> **Document**
Skip to Content
MonitoringSLA Monitoring

SLA Monitoring

Monitor service level agreement compliance and threshold violations for critical workflows.

Overview

SLA (Service Level Agreement) monitoring ensures that your AI workflows meet defined performance and reliability commitments. It provides:

  • Real-time compliance tracking against SLA targets
  • Automated alerting when thresholds are breached
  • Historical compliance reports for auditing and accountability
  • Multi-dimensional SLAs (latency, availability, error rate, throughput)

SLA monitoring bridges operational metrics (Insights) with business commitments, enabling you to proactively manage service quality.

SLA Monitoring dashboard showing compliance gauges, violation alerts, and threshold configuration

What is an SLA?

An SLA defines measurable performance targets for a workflow or service:

SLA TypeMetricExample Target
AvailabilityUptime percentage99.9% (43 min downtime/month)
LatencyResponse time percentilep95 latency < 5 seconds
Error RateFailed executionsFailure rate < 2%
ThroughputRequests per secondHandle 100 runs/minute peak load

M3 Forge monitors these targets in real-time and alerts when violations occur.

SLA Configuration

Navigate to Monitoring → SLA Monitoring and click “Create SLA” to define a new agreement.

> **Task requirements**
a - Using the SLA monitoring page, explain in one to three sentences why SLA monitoring makes it possible to manage service quality proactively.
b - Write the next part of the SLA monitoring page, continuing after its final sentence.

> **Excerpted data**
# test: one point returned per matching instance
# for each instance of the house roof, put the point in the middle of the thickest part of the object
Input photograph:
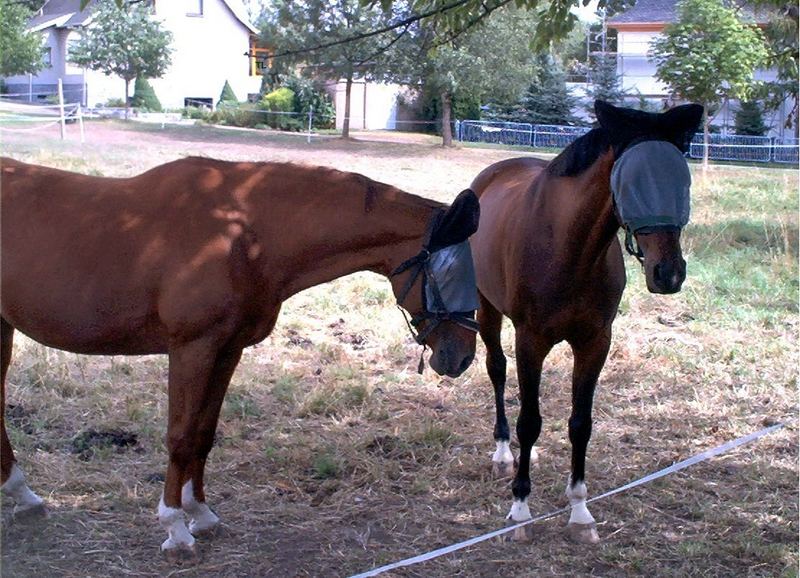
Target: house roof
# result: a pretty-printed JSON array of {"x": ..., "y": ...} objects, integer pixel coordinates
[
  {"x": 68, "y": 14},
  {"x": 649, "y": 11},
  {"x": 662, "y": 12}
]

> **Per-task outputs**
a - SLA monitoring connects operational metrics (Insights) with business commitments. That connection lets you manage service quality proactively.

b -
Basic Configuration

{ "name": "Invoice Extraction SLA", "workflow_id": "invoice-extraction-v2", "enabled": true, "description": "Production SLA for invoice processing pipeline" }

Targets

Define one or more performance targets:

{ "type": "latency", "metric": "p95_runtime", "threshold": 5000, "unit": "ms", "evaluation_window": "5m" }

Explanation:

  • 95th percentile runtime must be under 5 seconds
  • Evaluated over a rolling 5-minute window
  • Violation if p95 exceeds threshold for entire window

Alerting

Configure how and when to notify on SLA violations:

{ "alert": { "channels": ["slack", "email", "pagerduty"], "severity": "high", "notification_delay": "5m", "escalation_policy": "on-call-rotation" } }

Options:

  • channels - Where to send alerts (Slack, email, PagerDuty, webhooks)
  • severity - low, medium, high, critical (affects urgency)
  • notification_delay - Grace period before alerting (reduces noise from transient issues)
  • escalation_policy - Who to notify if violation persists (defined in Settings → On-Call)

Time-Based Rules

Define SLA windows that vary by time of day or day of week:

{ "schedules": [ { "name": "Business hours", "cron": "0 8-18 * * 1-5", "timezone": "America/New_York", "targets": [ {"type": "latency", "threshold": 3000} ] }, { "name": "Off-hours", "cron": "0 0-7,19-23 * * *", "timezone": "America/New_York", "targets": [ {"type": "latency", "threshold": 10000} ] } ] }

Use case: Stricter latency requirements during business hours when users are actively waiting for results.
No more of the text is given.